--- Short exercise ---
Rename "Point coordinates" to "Point locations" everywhere in the material below and reproduce it with nothing else changed, omitting the pictures.

--- Point annotation records ---
^^^^^^^^

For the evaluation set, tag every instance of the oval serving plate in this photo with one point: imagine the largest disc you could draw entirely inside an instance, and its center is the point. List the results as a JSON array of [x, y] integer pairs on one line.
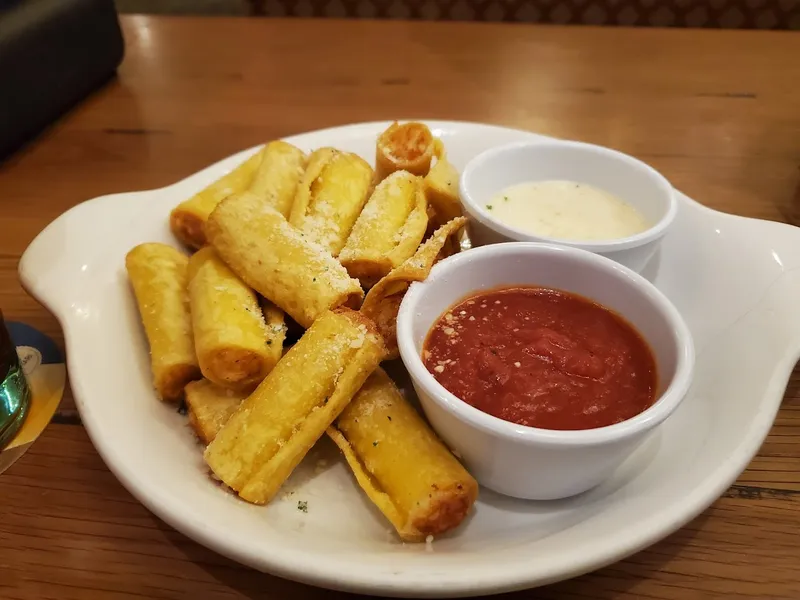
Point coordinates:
[[734, 279]]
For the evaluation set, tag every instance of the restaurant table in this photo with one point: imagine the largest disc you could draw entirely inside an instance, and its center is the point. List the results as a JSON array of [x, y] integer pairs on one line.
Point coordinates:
[[718, 112]]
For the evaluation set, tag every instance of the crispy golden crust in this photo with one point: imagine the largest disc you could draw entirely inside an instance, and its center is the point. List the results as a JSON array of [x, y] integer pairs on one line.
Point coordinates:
[[400, 463], [383, 300], [188, 228]]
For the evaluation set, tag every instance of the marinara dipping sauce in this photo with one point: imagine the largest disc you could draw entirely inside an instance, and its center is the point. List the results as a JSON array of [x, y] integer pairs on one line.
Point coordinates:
[[543, 358]]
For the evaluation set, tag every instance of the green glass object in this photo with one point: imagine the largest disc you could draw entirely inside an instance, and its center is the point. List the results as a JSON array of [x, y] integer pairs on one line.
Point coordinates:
[[15, 395]]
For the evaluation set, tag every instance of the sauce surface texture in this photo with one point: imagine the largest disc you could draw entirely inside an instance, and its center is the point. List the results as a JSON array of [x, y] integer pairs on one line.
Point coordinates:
[[566, 210], [542, 358]]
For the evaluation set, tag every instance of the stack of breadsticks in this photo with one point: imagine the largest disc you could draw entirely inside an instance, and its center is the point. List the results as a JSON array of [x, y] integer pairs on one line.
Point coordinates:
[[333, 244]]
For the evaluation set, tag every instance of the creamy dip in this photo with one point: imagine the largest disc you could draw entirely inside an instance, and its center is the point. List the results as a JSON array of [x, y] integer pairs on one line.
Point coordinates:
[[567, 210]]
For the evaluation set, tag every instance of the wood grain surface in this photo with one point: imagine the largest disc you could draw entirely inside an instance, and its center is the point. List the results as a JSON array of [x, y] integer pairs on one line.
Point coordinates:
[[715, 111]]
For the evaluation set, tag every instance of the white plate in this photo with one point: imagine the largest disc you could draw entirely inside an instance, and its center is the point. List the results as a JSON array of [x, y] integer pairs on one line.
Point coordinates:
[[735, 280]]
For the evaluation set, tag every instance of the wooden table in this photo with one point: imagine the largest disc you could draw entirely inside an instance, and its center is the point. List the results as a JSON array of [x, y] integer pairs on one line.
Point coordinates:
[[716, 112]]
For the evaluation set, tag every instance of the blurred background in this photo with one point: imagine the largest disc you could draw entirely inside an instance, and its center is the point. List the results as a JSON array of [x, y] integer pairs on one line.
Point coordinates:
[[726, 14]]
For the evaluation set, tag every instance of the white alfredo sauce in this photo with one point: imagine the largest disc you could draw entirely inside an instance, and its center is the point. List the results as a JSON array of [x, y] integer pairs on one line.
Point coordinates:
[[566, 210]]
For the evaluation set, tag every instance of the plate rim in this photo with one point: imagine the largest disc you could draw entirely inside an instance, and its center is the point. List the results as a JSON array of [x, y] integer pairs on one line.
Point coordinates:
[[376, 581]]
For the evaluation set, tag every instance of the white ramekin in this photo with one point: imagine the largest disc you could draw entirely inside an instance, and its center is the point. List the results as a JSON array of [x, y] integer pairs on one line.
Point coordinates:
[[527, 462], [624, 176]]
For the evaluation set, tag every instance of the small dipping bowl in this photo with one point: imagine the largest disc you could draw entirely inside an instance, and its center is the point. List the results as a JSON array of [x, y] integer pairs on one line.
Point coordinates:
[[627, 178], [527, 462]]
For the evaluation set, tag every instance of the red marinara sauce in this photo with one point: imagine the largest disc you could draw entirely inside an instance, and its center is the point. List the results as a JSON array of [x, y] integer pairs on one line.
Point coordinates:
[[543, 358]]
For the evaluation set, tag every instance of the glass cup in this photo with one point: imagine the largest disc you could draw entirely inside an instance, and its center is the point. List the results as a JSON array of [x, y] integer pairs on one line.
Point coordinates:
[[15, 395]]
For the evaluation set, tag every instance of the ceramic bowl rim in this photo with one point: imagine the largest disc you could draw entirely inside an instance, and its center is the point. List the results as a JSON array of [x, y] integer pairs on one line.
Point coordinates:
[[484, 159], [667, 402]]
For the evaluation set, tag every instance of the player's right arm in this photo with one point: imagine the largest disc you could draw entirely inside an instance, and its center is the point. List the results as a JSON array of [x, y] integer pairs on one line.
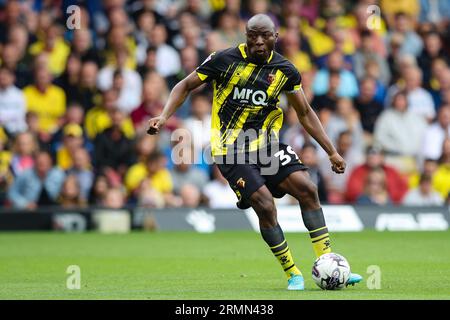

^^^^^^^^

--- Reply to the exercise ---
For the evaluation set, tag every instance of the oval serving plate in this photo with one point: imagine the largest disc you could draw entirely inside an instance, and its center is the point. List the results as a JSON array of [x, y] integer pairs on one line.
Point locations:
[[734, 279]]
For the evaluation set, tag every instance of the restaurant table in this photo with one point: imagine the largest disc you could draw entirely inside an instance, and its center is the point. List the results as a JSON array of [x, y] integer pairs on one line.
Point locations:
[[718, 112]]
For the evaluation set, tag every instance of the crispy golden crust in this photo with one point: imagine the largest disc you could draw entirely inside an instance, and its center is the point. List the results as a JSON array of [x, y] integer pairs on one line.
Point locations:
[[400, 463], [383, 300], [188, 228]]
For the evaluation set, tag every instance of the marinara dipping sauce in this photo with one point: imagine the largest disc you could draw entirely inside an instance, and its center is the point. List the results as a JSON array of [x, y] integer pairs on one line.
Point locations:
[[543, 358]]
For the evaluation set, tag every instance of the green glass object in this photo with one point: imagine the largest disc you could draw entirely inside an instance, and its center is the point. List the results as a JSON array of [x, y] integer pairs on one line.
Point locations:
[[15, 395]]
For the evaluation set, tag every instance of the sauce surface texture in this photo with one point: imagine the largest disc you could draw entirely inside an instance, and its center is the point. List the results as a JSON array of [x, y] integer pairs on one line.
Point locations:
[[566, 210], [542, 358]]
For the evaluation set, tag every instance of the stack of breadsticks in this photo with one point: imagine the largest disc you could draw entirely inside an instance, and its center is the point. List the results as a JSON array of [x, y] integer pairs on one line.
Point locations:
[[333, 244]]
For the evaluation set, tag every instance of the creamy dip in this photo with one point: imagine the largest disc you could draw entirely inside an instance, and its center is the point. List the results as a JSON array of [x, y] integer pairs on one line.
Point locations:
[[567, 210]]
For the evaluation set, tag every instance of the wood grain surface in this photo with one point: imagine the largest disc you could draw entirely inside an instance, and its center is the point. List the results as a JSON array of [x, y] integer pairs on one line.
Point locations:
[[715, 111]]
For the evaluation set, tag every instance of the white plate in this photo with one point: imagine the largest disc you could draw entirely inside an instance, and its center is the point. List the results as a JSON array of [x, y] integer pairs on one line.
Point locations:
[[735, 280]]
For the evaluation set, tag every instance of the wooden table in this photo with one point: imagine the largest disc you could draw entirely inside an instance, and its center is the point. List the results as a JSON array of [x, y] integer pairs on one line.
Point locations:
[[716, 112]]
For the evaluation set, tag every instance of the blurred background in this photo with one point: imagine the largest disc you could draw entirely inside an instance, and its center is the point. List the results as a JSON array of [x, y] integer pairs on one line.
Point locations:
[[726, 14]]
For the evaluation set, tag every instance of the white alfredo sauce in this photo with one point: imagine the largest disc you could draw entirely inside an instance, and its center is the point. List the results as a JSON array of [x, y] integer pairs on one line.
Point locations:
[[566, 210]]
For the evaluation set, tag every instance of the plate rim in this photo with one point: imagine the largest disc you could draw entirely inside an instance, and its center is the point. List the results as a JSON array of [x, y] integer pairs on one line.
Point locations:
[[376, 581]]
For the evaluation set, tag every instance of the white ramekin in this photo with one point: imagine the largest disc you could draw entirely inside an instance, and its center is the point. List the results as a JSON array of [x, y] integer pairs on one line.
Point locations:
[[527, 462], [624, 176]]
For the evaluation set, tag every instance of the small dipping bowl in this photo with one point: imagine the largest disc you could draw entirely inside an instance, and its center is the point. List the results as a JSON array of [x, y] integer pairs on one line.
Point locations:
[[627, 178], [527, 462]]
For the evaluation set, tag every instance of the red marinara sauce in this photo with one point: imagine the largest disc you could draw entirely inside an instance, and its center is the point. List the results as a JSON array of [x, y] integer pairs on one line.
Point locations:
[[543, 358]]
For the evaluation set, tag every instance of the glass cup in this photo with one point: imagine the largest disc you could draw entirely inside an instance, and its center is the point. List the results as a JSON array of [x, y] integer pairs on one line.
Point locations:
[[15, 395]]
For the evaluation set, tag every instance of the ceramic bowl rim in this photo with one point: imagine the largest disc you could draw entirely inside an instance, and its center is the point. List the results as a JSON array of [x, y] integer pairs on one line.
Point locations:
[[484, 159], [667, 402]]
For the evaluation set, tag every instance of the player's right arm in this photo with one point: imagine the largest disc you could draw entirely inside an instance, and its center is the point. List the results as a JSON array of [x, y] integer pairs on one line.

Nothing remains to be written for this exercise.